▶ **WORK INSTRUCTION**:
The required result is an exact copy of every line from the one with "TARGET: the bush" through the last line below, with the pictures left out.

--- MATERIALS PROVIDED ---

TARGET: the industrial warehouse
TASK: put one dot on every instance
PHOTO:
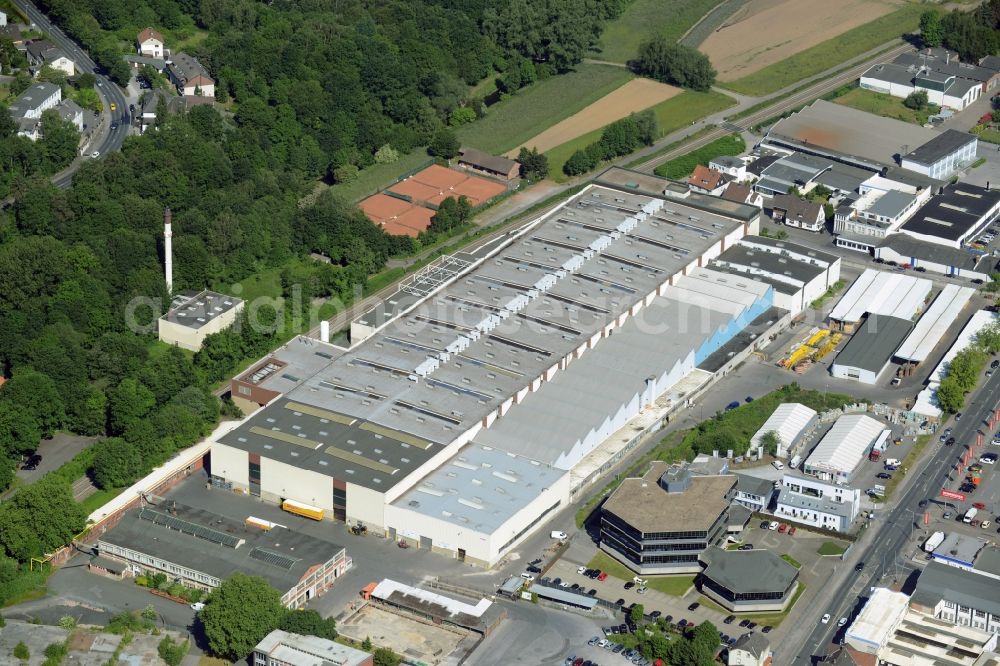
(459, 425)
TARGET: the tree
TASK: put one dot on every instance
(444, 144)
(23, 535)
(308, 622)
(534, 165)
(386, 657)
(916, 100)
(677, 64)
(239, 614)
(931, 33)
(637, 613)
(771, 440)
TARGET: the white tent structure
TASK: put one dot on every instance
(843, 447)
(789, 420)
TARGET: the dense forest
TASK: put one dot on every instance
(307, 87)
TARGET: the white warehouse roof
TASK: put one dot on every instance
(934, 323)
(878, 292)
(843, 447)
(880, 616)
(788, 420)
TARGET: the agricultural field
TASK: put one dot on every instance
(790, 65)
(531, 111)
(643, 18)
(636, 95)
(671, 115)
(882, 104)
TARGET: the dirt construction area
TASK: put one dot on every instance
(764, 32)
(636, 95)
(416, 641)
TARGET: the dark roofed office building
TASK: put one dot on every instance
(958, 596)
(201, 549)
(491, 165)
(870, 350)
(748, 580)
(661, 522)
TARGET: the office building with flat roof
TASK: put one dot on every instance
(192, 318)
(663, 521)
(201, 549)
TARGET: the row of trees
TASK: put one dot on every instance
(965, 369)
(245, 609)
(352, 78)
(619, 138)
(673, 63)
(971, 34)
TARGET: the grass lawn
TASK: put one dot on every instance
(527, 113)
(830, 548)
(791, 560)
(380, 176)
(989, 135)
(671, 115)
(611, 566)
(644, 18)
(882, 104)
(830, 53)
(681, 167)
(675, 586)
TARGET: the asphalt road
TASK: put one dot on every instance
(893, 531)
(104, 138)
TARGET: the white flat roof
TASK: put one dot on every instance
(877, 292)
(788, 420)
(385, 589)
(934, 323)
(881, 614)
(843, 447)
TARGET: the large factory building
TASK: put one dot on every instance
(456, 425)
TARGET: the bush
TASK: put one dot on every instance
(171, 651)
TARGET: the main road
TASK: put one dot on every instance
(104, 138)
(886, 540)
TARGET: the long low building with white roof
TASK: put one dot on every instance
(789, 420)
(843, 447)
(878, 292)
(455, 424)
(931, 327)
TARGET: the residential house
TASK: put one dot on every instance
(706, 181)
(733, 167)
(796, 212)
(490, 165)
(27, 109)
(743, 194)
(190, 76)
(751, 649)
(150, 43)
(41, 52)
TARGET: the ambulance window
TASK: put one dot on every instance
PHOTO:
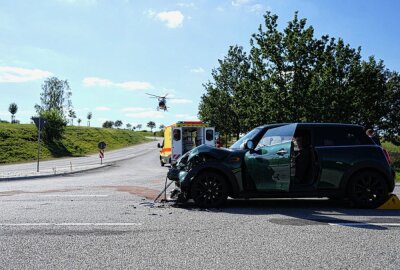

---

▶ **SOLUTION TO THIS TASK**:
TARGET: the bush
TASK: put one dot on every instance
(171, 651)
TARGET: the main road
TASK: put one dot on every instance
(104, 138)
(886, 540)
TARGET: the long low building with white roof
TASK: put one dot on every instance
(789, 420)
(843, 447)
(878, 292)
(455, 424)
(931, 327)
TARGET: the residential house
TASK: put one dot on every instance
(706, 181)
(733, 167)
(796, 212)
(490, 165)
(27, 109)
(743, 194)
(190, 76)
(751, 649)
(150, 43)
(41, 52)
TARGET: the ambulance window
TASK: put one dot on every instance
PHOTO:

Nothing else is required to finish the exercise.